-- TASK DESCRIPTION --
State how many lines of the records include the word "wing"; the reply is that number alone.

◆ ◆ ◆

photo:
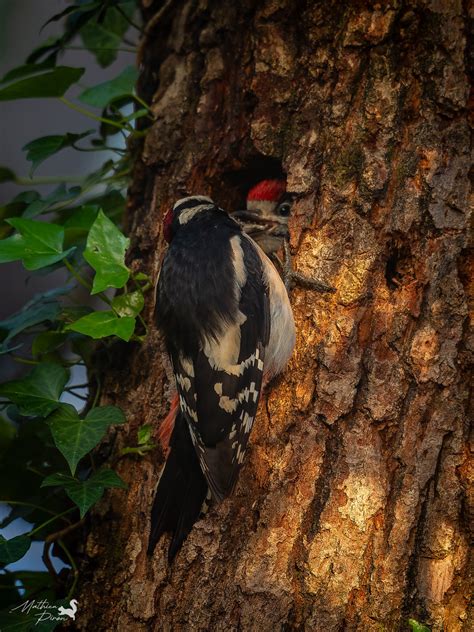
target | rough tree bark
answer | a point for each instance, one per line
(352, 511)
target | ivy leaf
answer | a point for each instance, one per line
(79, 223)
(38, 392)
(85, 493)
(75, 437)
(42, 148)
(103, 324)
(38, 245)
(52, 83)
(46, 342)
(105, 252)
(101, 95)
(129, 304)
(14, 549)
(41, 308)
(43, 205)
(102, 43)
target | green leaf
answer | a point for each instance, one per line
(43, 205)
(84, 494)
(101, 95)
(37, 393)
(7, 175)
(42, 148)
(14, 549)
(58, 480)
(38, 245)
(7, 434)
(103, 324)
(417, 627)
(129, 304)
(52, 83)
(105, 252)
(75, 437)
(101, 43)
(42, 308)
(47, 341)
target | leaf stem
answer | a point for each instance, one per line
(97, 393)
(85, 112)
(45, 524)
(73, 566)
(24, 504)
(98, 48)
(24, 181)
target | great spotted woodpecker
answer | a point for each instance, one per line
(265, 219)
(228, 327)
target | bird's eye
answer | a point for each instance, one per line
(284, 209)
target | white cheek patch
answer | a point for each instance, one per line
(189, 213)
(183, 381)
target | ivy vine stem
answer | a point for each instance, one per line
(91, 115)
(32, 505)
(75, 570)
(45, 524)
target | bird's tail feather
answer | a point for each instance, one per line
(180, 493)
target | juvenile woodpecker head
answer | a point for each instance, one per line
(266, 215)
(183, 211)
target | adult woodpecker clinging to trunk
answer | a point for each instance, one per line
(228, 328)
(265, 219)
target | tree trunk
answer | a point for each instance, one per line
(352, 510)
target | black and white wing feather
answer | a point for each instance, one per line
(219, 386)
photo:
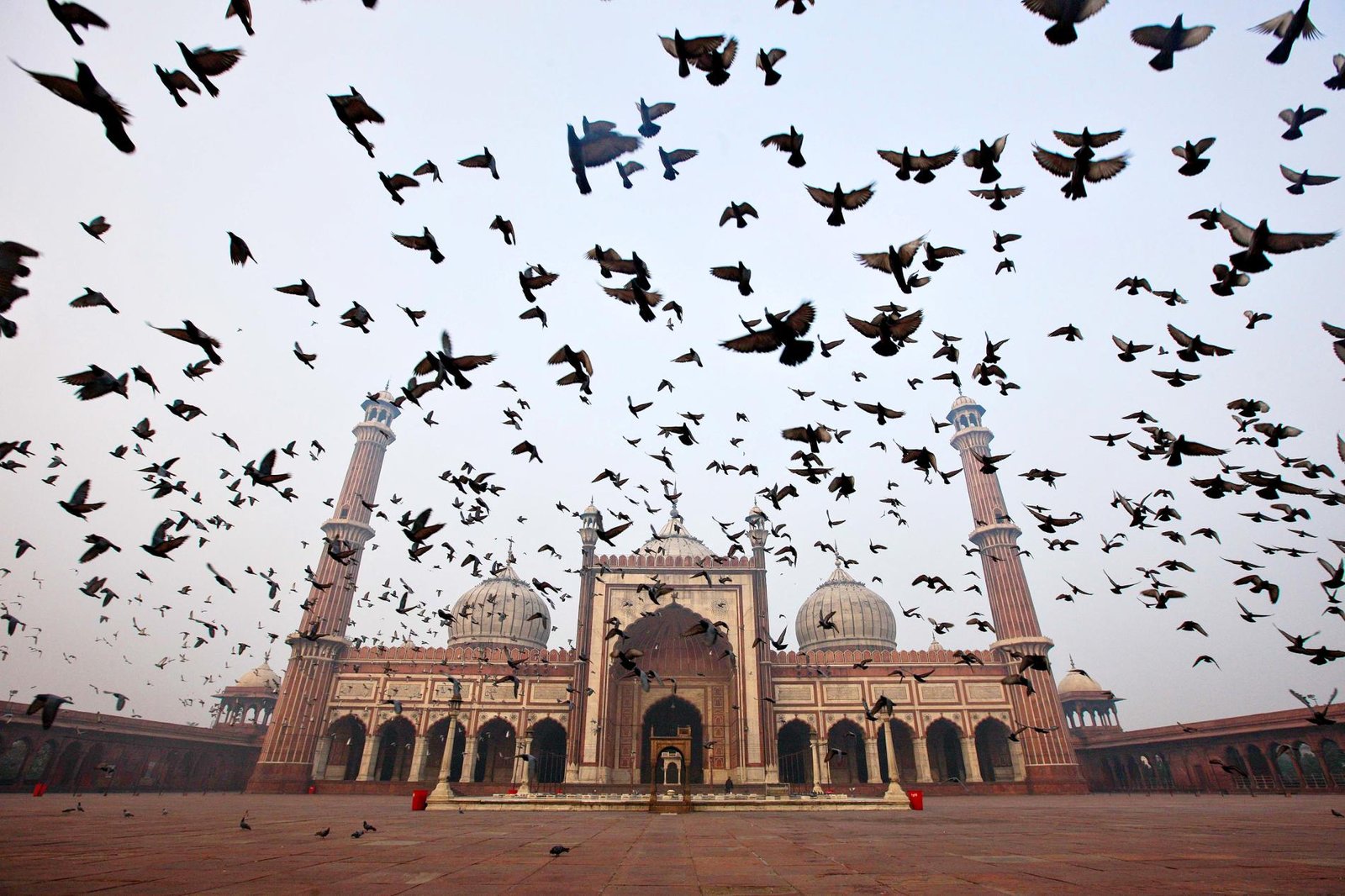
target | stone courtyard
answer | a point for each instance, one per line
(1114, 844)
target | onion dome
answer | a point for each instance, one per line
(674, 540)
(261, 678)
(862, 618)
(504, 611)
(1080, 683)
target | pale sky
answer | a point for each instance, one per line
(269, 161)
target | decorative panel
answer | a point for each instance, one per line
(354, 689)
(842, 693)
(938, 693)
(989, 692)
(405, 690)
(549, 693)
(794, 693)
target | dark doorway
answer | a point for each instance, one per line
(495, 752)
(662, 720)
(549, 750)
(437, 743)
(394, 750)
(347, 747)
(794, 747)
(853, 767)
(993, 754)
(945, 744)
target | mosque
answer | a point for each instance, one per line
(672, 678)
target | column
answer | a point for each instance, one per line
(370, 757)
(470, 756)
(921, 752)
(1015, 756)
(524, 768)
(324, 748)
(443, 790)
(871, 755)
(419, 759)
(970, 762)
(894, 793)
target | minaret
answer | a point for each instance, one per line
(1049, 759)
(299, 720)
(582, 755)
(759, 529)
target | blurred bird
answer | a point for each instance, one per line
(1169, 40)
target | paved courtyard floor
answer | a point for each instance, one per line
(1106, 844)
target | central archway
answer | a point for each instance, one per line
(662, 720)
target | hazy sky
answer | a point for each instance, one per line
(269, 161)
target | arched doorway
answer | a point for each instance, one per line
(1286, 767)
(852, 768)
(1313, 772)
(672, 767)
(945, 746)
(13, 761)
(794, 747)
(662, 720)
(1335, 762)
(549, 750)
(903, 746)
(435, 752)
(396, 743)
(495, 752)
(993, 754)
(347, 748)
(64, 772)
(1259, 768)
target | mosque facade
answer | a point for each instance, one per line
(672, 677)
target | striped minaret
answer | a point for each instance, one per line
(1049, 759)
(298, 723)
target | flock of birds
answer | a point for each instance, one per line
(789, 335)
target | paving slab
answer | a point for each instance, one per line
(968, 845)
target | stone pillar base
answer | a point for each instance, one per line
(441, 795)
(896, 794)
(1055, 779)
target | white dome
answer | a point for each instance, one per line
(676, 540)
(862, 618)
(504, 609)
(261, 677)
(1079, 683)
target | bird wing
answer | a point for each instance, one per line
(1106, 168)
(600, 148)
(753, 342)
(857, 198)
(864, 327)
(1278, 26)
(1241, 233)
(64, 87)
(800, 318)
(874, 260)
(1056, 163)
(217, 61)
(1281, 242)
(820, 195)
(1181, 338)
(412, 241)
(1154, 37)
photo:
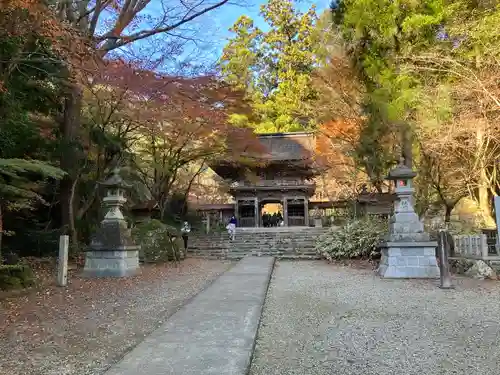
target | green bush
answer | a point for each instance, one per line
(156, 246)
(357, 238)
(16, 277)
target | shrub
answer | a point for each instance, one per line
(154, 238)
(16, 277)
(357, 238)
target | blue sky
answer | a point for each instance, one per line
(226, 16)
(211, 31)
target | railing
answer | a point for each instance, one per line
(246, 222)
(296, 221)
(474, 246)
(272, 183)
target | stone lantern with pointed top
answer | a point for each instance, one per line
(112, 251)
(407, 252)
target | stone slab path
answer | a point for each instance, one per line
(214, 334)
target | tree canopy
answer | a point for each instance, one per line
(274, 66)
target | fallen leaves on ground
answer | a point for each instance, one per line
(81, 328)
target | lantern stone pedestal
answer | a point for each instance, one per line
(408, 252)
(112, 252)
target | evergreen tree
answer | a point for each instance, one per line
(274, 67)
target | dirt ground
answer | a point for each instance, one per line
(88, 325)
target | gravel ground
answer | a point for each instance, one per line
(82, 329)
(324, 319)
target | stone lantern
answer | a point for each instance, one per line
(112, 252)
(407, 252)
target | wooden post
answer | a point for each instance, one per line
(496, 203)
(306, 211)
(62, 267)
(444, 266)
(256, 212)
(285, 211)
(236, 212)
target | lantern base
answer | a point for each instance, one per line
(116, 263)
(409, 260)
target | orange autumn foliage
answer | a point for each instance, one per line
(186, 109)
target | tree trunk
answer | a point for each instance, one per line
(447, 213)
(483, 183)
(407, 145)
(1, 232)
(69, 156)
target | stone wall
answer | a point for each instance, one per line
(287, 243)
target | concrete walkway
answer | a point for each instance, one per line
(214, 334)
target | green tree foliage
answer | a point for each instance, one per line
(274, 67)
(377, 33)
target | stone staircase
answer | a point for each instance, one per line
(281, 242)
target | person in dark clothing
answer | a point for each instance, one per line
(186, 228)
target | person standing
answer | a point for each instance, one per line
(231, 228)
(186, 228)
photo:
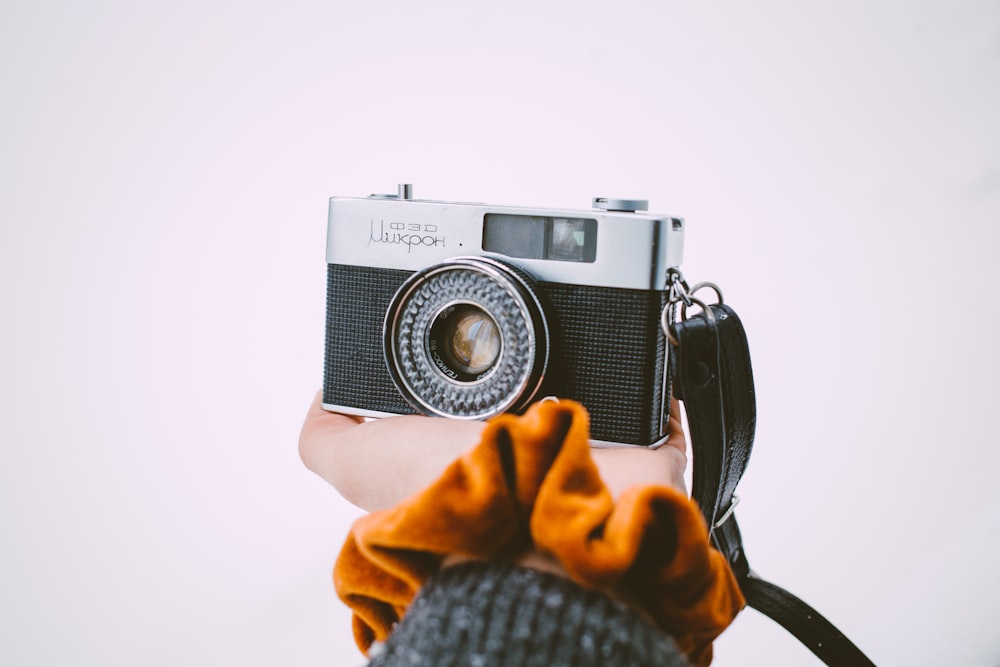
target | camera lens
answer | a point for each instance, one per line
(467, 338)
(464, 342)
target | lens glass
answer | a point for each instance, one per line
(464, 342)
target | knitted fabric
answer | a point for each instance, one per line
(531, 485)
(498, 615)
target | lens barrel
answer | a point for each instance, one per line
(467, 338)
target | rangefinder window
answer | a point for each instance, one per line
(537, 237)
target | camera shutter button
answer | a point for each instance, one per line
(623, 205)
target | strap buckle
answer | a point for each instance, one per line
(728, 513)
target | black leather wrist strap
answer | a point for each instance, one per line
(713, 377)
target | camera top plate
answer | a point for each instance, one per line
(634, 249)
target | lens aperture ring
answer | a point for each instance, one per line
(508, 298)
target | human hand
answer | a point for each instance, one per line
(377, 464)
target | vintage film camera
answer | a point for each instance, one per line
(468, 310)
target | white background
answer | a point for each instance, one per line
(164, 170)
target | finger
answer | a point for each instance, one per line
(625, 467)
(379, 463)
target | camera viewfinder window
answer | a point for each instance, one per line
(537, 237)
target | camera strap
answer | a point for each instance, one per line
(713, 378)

◆ ◆ ◆

-- RESPONSE FOR THIS EXERCISE --
2